→ **STUDY QUESTIONS**
a: In the passage on "The Blood of Guatemala," the narrative centers on the Mayan elites of which town?
b: Carry on the passage on "The Blood of Guatemala" from its final sentence.

→ **SOURCE PASSAGE**
=== Begin Enclosure ===
A reworking of Grandin's dissertation, "The Blood of Guatemala" refers to the both the national/ethnic/racial identities that defined Guatemala throughout its history and also the literal blood that flowed during the 30 year civil war in which the most repressive state in the hemisphere slaughtered two hundred thousand of its citizens.
The narrative centers on Mayan elites of the town of Quetzaltenango (a place name that will probably give trouble to any English-based spell checking program) in the western highlands of Guatemala. It tells the history of the indigenous people, the Spanish conquerors and the Ladino bourgeoisie through the centuries by highlighting several key events: a demonstration in 1784 against state monopoly of liquor production that gave three Spaniards control of much of the economic life and police power in the area, a demonstration that became a riot that almost turned into an insurrection; the 1837 cholera epidemic, part of the world-wide spread of that disease, and the way it was handled and mishandled by national government; and the rise of coffee capitalism and the creation of an export economy based on plantations in the lowlands.
=== End Enclosure ===
→ **PROVIDED MATERIAL**
=== Begin Enclosure ===
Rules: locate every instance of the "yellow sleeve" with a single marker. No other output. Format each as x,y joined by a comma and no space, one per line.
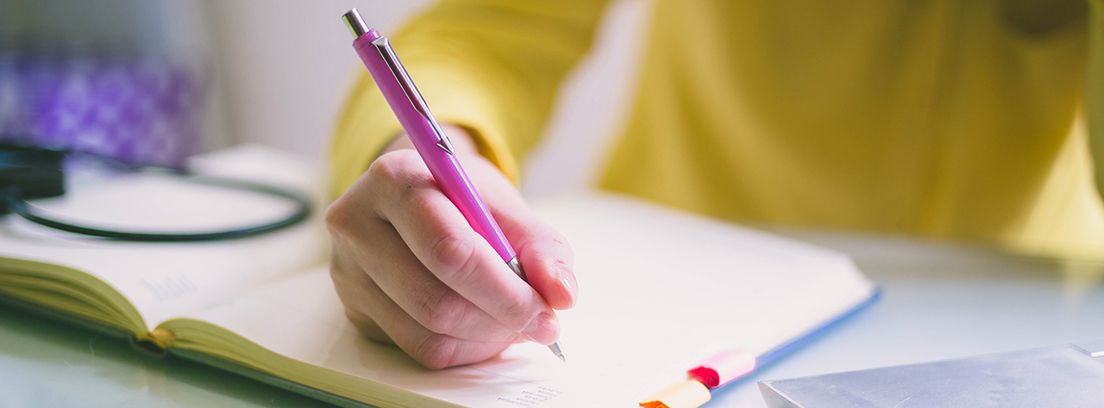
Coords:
491,66
1094,92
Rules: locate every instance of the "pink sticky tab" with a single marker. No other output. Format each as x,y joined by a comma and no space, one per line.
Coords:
723,367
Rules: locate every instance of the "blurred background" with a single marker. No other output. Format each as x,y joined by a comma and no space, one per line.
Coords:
156,81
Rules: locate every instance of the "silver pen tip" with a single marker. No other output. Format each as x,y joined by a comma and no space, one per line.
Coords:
555,350
354,22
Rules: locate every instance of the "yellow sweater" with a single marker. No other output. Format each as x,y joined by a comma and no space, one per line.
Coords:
976,120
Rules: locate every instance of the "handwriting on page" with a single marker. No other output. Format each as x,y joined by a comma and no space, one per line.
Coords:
534,397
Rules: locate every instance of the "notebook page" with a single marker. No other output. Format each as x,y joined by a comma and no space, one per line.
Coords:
162,280
659,292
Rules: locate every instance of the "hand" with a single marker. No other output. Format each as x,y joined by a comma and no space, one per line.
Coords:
411,270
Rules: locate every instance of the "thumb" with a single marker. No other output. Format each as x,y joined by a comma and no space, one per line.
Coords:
543,253
545,257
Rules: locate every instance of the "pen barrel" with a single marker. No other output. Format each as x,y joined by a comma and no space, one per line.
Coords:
431,143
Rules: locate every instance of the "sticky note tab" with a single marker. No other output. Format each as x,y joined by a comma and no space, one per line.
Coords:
688,394
723,367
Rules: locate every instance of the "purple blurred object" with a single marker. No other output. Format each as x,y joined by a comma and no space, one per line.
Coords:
137,110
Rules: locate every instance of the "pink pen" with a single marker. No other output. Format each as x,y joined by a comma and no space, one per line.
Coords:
428,139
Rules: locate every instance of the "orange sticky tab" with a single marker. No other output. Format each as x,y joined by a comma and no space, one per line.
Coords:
723,367
688,394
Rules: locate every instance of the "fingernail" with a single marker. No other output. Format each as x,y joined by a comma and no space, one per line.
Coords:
565,281
542,329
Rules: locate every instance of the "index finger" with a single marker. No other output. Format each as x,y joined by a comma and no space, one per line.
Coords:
442,239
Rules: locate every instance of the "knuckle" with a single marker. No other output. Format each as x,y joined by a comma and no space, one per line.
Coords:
338,217
436,351
393,167
454,257
445,314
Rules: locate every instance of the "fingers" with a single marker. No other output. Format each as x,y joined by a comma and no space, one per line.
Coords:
374,314
439,237
394,269
542,251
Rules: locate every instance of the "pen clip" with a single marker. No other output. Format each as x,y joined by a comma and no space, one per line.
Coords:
383,46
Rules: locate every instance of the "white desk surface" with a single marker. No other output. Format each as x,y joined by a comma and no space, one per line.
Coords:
938,301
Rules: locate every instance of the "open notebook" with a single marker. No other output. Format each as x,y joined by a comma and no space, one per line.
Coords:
660,291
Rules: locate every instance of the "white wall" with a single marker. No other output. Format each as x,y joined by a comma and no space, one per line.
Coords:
285,65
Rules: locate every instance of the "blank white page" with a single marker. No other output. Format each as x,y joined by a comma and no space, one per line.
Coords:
659,292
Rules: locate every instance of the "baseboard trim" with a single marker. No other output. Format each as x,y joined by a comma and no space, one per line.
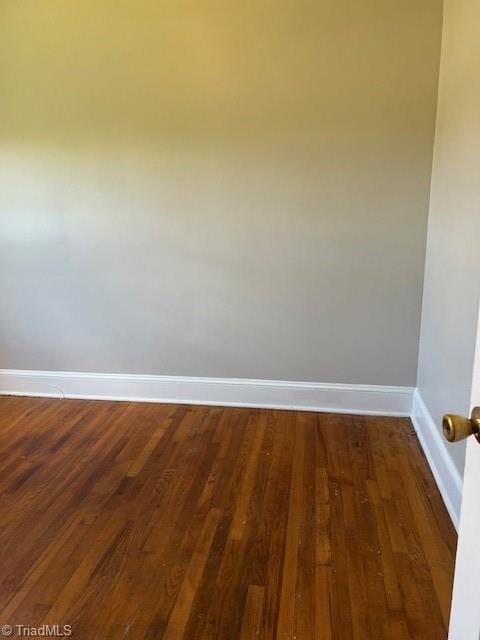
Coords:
446,474
272,394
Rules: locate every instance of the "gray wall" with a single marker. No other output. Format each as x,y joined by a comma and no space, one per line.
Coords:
216,188
452,276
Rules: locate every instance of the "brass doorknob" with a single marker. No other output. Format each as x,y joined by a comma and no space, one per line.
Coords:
456,428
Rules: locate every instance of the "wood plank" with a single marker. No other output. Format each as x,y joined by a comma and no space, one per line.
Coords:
144,521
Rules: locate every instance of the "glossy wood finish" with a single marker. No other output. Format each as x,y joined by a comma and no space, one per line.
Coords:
159,521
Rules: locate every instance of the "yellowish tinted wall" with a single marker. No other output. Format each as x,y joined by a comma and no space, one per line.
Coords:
218,188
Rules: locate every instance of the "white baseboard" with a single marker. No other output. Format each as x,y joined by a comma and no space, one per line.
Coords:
446,474
272,394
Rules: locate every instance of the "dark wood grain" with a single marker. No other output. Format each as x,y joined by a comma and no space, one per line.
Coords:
129,520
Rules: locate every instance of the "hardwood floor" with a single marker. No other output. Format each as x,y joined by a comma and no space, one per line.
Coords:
161,521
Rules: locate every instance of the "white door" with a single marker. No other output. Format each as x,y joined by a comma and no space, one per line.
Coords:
465,616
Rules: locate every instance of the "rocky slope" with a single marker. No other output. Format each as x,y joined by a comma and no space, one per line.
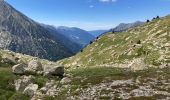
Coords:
21,34
125,26
97,33
139,48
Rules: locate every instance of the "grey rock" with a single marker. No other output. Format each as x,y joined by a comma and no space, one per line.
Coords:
19,69
34,66
65,80
54,70
31,89
23,82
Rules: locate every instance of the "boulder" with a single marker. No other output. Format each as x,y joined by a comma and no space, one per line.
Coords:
19,69
54,71
65,80
137,64
31,89
34,66
23,82
9,59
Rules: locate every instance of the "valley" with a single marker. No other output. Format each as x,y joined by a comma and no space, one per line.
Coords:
44,62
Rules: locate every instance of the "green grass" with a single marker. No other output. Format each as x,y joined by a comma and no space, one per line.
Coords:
7,90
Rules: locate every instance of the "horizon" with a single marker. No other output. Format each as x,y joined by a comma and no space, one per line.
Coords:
91,14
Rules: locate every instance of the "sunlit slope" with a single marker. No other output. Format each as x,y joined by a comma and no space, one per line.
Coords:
148,44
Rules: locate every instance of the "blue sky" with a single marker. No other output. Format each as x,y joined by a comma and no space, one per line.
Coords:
91,14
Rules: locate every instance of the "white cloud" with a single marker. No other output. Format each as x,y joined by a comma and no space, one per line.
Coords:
107,0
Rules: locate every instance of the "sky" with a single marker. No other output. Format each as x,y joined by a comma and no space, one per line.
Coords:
91,14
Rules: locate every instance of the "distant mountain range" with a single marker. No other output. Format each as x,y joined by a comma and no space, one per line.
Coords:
125,26
21,34
121,27
76,35
73,38
137,48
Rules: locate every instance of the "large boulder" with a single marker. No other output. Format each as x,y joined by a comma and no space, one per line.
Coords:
65,80
9,59
23,82
34,66
19,69
137,64
31,89
54,71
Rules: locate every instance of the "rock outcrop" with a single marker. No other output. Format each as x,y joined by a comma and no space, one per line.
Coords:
19,69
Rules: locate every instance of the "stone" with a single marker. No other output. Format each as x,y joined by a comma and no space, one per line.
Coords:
34,66
31,89
23,82
137,64
9,59
19,69
65,80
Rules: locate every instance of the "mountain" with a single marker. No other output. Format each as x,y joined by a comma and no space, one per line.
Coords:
120,28
125,26
97,33
140,47
21,34
65,40
76,35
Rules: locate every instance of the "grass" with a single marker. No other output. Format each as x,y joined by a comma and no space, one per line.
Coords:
7,90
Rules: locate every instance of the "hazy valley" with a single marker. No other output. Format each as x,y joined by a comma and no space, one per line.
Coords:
43,62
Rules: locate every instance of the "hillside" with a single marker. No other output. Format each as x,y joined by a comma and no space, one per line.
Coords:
73,46
142,47
21,34
125,26
77,35
97,33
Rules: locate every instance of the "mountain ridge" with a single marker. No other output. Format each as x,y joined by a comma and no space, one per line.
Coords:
21,34
139,48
=== End Enclosure ===
→ **PER-TASK ANSWERS**
a: Quetzaltenango, in the western highlands of Guatemala.

b:
Grandin does an excellent job with a complicated set of subjects that include caste, class and national identity and a changing array of ethnic classifications depending on who was in power (who was doing the classifying and who it benefited) at various times.
Recommended for those with some knowledge of the history of Guatemala. An understanding of how historians and ethnographers work and some familiarity with academic prose generally would be helpful but not essential to profit from this book
Excellent book on the power struggle of the Indigenous people of Guatemala faced over the past 400 years - with a specific zoom on K’iche people in Quetzaltenango.
In summary - Largely indigenous elite drew power creating lines along ethnicity rather than class during nationalism of Guatemala through colonialism, dictatorship, democracy but ending with the guerrilla war.
Poses a stark contrast to the Indigenous peoples of Canada who were relegated and pushed out early to secluded self-governing lands - whereas large municipalities and townships had strong indigenous populations >50%, resulting in different educational, technological, and political structures.
I was on a reading tear until I got to this book and it totally derailed me. I had to start it a few times and it felt like a slog, even if parts were rewarding. The book is very "dissertation-y" and very specific: basically about the development of national identity in Quetzaltenango, an important city in Guatemala, primarily in the 1800s.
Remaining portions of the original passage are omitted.